▸ WHAT YOU WILL DO:
1) Could you write out the passage on the Dutch ship Staaten Generaal from "Staaten Generaal was" up to and including "was renamed Bato."?
2) Can you extend the account of the Dutch ship Staaten Generaal past its final sentence?

▸ PASSAGE FOR REVIEW:
..........
General characteristics
- Class & type: 74-gun ship of the line
- Sail plan: Full-rigged ship
- Armament: 74 guns

= Dutch ship Staaten Generaal =

Ship of the line of the Dutch States Navy

Staaten Generaal was a 74-gun ship of the line of the Dutch States Navy.
The order to construct the ship was given by the Admiralty of the Meuse. The ship was commissioned in 1786. In April 1788 the ship was crewed with 550 men. It measured 180'0 Amsterdam feet long, had a breadth of 48'6 Amsterdam feet and had a depth of 22'0 Amsterdam feet. In 1795, the ship was commissioned in the Batavian Navy.

On 11 October 1797 the Staaten Generaal took part in the Battle of Camperdown as the flagship of Schout-bij-nacht Samuel Story. The ship was engaged by , Admiral Adam Duncan's flagship, and caught fire twice. The fire was extinguished both times, but the Staaten Generaal drifted away from the battle and was unable to continue the fight in a favourable position. On the morning of 12 October she escaped to Texel with the remainder of the Batavian fleet. In 1798, the ship was renamed Bato.
..........
▸ DATA SUPPLIED:
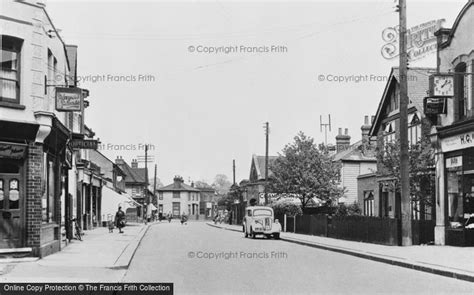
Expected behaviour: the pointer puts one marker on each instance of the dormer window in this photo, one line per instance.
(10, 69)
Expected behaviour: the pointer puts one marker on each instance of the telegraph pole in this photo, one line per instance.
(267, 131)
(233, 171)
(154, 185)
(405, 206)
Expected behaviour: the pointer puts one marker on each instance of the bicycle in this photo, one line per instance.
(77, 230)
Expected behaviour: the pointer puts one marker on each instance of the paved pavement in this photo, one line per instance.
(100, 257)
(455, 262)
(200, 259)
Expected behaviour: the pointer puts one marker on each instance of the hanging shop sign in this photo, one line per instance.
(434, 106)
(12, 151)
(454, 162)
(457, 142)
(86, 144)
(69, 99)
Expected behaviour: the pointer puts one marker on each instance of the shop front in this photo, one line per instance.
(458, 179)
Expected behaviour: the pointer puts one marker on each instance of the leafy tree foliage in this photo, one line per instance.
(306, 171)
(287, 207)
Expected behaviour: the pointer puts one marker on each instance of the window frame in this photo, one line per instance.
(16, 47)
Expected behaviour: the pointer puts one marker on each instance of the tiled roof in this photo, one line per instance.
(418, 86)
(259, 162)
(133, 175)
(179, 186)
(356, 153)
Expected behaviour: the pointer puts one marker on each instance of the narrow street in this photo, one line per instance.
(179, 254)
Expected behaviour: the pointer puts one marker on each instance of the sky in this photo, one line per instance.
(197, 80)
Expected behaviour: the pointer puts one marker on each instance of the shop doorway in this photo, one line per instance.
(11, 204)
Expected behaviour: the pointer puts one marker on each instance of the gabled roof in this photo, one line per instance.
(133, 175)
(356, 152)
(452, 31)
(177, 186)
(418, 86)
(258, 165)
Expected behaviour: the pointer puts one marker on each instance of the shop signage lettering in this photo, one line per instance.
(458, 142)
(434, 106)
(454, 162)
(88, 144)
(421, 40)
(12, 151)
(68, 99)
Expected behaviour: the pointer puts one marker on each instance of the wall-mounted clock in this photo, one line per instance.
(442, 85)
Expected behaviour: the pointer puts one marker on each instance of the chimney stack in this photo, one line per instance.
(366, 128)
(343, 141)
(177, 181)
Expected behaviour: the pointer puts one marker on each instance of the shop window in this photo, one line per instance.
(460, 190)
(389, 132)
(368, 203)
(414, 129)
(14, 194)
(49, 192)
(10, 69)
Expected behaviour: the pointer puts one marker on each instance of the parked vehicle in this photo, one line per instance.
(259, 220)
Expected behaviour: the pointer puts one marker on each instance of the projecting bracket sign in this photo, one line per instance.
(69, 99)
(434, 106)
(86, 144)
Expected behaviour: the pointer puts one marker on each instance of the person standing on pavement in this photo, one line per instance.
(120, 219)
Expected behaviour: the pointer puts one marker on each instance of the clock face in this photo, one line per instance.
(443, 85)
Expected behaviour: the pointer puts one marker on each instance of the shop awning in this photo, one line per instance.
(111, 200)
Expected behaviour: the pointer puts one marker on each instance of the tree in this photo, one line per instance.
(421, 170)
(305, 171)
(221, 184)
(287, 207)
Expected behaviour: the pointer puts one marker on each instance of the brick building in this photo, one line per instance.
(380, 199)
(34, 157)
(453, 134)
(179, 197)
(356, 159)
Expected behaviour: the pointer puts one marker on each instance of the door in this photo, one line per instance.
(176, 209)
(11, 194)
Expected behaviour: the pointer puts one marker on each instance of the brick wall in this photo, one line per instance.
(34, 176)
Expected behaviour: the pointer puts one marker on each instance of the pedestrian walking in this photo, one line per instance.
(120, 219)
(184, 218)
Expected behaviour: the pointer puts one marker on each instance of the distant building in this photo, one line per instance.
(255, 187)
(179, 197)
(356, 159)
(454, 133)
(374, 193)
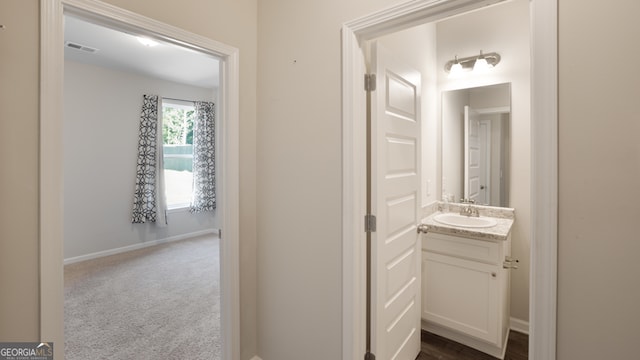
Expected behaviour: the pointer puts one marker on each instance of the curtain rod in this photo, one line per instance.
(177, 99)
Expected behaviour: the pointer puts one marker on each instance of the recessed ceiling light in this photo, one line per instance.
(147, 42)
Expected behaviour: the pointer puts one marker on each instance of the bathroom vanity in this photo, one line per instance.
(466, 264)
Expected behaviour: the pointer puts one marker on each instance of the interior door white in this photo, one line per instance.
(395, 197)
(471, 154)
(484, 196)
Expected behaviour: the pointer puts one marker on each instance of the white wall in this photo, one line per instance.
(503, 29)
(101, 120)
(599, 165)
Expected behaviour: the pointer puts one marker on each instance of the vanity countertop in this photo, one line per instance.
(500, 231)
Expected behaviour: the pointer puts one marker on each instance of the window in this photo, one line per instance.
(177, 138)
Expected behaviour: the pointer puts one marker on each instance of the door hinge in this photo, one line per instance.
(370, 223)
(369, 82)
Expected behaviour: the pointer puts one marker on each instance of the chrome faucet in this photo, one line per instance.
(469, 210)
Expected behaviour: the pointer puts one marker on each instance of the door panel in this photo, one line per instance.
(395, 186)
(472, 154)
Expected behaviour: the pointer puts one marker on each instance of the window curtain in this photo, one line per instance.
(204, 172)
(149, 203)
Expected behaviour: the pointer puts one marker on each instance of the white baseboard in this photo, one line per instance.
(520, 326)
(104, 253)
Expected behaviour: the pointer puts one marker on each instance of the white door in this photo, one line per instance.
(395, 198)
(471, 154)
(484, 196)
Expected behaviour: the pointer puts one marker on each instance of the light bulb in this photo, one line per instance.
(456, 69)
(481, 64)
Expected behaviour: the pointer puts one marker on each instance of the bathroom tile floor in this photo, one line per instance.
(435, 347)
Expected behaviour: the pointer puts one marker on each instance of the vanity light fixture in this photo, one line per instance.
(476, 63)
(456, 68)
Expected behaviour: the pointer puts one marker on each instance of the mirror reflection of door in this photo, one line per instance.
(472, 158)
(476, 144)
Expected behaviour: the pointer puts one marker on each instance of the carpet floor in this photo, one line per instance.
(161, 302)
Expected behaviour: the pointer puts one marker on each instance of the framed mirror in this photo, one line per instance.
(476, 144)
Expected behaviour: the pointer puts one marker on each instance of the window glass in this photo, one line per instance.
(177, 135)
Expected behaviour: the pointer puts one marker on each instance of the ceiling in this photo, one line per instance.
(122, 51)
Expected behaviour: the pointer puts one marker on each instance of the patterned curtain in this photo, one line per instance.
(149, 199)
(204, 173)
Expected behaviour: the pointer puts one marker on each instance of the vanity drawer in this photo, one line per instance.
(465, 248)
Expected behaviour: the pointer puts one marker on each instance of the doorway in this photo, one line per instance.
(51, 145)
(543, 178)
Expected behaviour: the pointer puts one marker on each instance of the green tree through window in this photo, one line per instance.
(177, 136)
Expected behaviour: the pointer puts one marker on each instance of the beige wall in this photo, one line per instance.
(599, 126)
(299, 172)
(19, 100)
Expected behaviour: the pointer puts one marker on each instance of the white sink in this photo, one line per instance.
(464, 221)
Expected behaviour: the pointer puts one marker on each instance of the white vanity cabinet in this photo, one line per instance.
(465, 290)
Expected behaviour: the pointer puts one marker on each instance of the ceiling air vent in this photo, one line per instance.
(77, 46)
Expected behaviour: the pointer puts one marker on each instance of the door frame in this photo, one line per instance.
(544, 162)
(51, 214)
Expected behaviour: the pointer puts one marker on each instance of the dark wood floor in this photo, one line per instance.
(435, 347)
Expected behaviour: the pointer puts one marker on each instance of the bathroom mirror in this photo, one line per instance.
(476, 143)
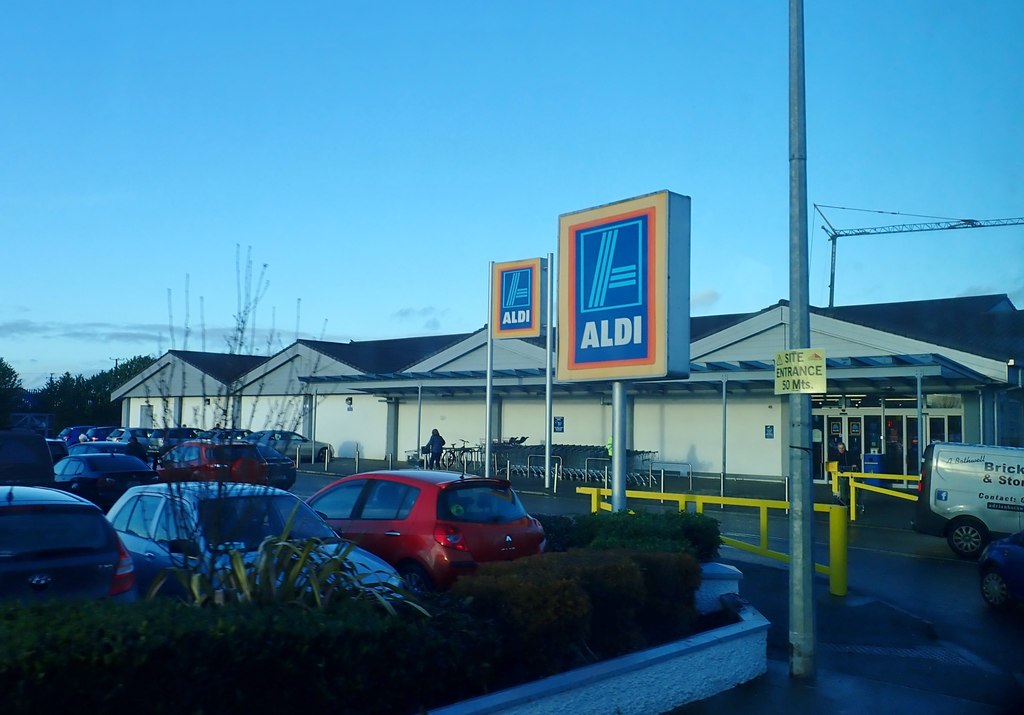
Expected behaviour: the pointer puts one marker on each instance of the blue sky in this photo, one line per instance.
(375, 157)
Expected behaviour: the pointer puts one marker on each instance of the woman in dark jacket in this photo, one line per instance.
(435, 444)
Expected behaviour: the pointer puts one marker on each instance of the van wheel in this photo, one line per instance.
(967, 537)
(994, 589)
..........
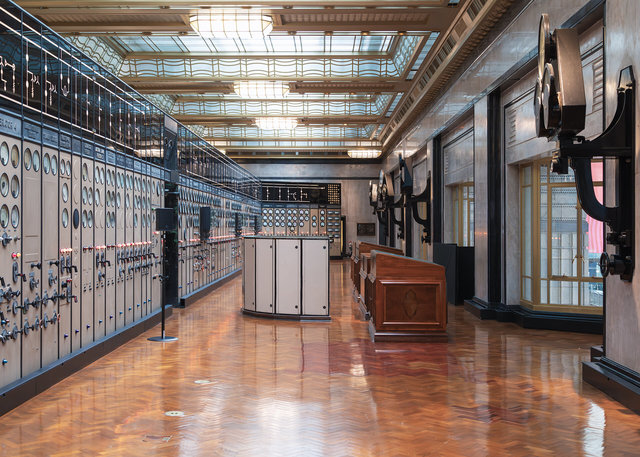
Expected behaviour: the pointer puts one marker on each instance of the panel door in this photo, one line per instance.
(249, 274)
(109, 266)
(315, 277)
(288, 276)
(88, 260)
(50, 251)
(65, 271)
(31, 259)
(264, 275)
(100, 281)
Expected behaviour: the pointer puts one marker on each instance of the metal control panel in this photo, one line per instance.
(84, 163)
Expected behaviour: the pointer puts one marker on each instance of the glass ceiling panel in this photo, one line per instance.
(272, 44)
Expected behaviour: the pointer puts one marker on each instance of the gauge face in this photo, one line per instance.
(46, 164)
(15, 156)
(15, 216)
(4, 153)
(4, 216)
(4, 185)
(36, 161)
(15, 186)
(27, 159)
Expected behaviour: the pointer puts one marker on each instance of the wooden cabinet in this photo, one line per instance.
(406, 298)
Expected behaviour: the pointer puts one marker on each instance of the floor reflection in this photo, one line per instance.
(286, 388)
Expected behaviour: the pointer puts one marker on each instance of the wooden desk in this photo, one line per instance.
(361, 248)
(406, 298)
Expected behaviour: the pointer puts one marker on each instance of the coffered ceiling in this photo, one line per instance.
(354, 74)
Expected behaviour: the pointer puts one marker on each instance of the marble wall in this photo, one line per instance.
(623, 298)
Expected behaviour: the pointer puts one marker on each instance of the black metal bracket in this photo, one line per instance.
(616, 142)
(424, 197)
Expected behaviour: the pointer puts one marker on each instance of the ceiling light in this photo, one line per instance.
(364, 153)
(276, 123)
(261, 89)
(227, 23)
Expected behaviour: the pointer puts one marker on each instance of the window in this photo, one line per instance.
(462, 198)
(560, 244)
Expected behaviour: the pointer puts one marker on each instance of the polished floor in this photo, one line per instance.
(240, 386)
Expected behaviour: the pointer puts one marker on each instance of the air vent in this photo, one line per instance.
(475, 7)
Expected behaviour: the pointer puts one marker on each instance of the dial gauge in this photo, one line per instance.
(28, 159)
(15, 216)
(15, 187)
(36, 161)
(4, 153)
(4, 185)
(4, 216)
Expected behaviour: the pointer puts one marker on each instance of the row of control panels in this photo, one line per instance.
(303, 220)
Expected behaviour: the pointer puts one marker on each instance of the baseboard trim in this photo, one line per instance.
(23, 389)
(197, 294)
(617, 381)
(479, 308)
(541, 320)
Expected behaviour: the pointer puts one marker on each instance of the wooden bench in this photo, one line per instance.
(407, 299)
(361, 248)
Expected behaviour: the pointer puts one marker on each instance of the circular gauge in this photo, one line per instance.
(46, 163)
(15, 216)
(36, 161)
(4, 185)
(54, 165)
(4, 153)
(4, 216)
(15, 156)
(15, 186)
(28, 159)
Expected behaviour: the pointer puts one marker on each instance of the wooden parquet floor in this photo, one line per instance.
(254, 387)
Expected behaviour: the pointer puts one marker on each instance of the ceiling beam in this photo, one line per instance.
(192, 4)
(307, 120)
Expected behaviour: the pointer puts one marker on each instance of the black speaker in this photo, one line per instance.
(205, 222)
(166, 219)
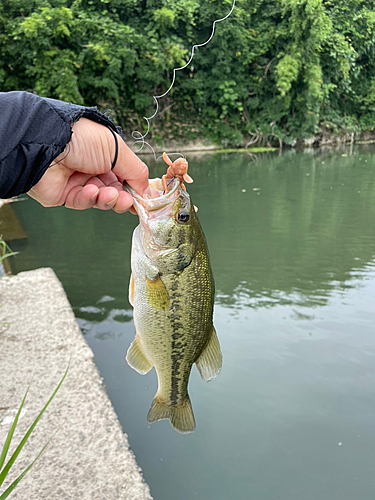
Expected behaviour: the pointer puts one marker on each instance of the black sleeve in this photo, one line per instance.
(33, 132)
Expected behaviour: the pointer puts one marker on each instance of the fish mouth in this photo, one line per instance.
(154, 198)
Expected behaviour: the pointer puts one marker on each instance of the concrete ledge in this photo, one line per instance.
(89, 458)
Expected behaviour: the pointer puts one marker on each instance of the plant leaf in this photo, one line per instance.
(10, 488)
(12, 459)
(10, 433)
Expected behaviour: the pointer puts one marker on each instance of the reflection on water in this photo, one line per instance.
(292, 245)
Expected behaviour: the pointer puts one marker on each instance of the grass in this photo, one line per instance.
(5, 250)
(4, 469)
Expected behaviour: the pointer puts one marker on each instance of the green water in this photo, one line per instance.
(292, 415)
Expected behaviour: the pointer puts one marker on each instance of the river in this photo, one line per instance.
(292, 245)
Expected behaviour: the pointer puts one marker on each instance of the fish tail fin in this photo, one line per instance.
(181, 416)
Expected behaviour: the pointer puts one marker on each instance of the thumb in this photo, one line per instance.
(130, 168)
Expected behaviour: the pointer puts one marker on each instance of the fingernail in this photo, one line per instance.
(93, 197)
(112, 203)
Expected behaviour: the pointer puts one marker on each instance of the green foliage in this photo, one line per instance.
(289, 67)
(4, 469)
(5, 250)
..........
▸ RESULTS IN ORDER:
1)
Staaten Generaal was a 74-gun ship of the line of the Dutch States Navy.
The order to construct the ship was given by the Admiralty of the Meuse. The ship was commissioned in 1786. In April 1788 the ship was crewed with 550 men. It measured 180'0 Amsterdam feet long, had a breadth of 48'6 Amsterdam feet and had a depth of 22'0 Amsterdam feet. In 1795, the ship was commissioned in the Batavian Navy.

On 11 October 1797 the Staaten Generaal took part in the Battle of Camperdown as the flagship of Schout-bij-nacht Samuel Story. The ship was engaged by , Admiral Adam Duncan's flagship, and caught fire twice. The fire was extinguished both times, but the Staaten Generaal drifted away from the battle and was unable to continue the fight in a favourable position. On the morning of 12 October she escaped to Texel with the remainder of the Batavian fleet. In 1798, the ship was renamed Bato.

2)
She sailed to the Dutch Cape Colony in 1802, after which she sailed on to Batavia. Upon her return to the Cape, she underwent inspection and was found to be in poor condition, and was turned into a hulked gun platform. She was anchored in Simon's Bay to guard approaches to the naval base. During the Battle of Blaauwberg, Bato was scuttled by burning to prevent her capture. British Commodore Sir Home Popham, in a letter published in the London Gazette, reported that the "French Ship Atalante, of 40 Guns, and Batavian Ship Bato, of 68 Guns: Destroyed by the Enemy running them on Shore when the Cape was attacked, January 10, 1806." The wreck of Bato was recently discovered.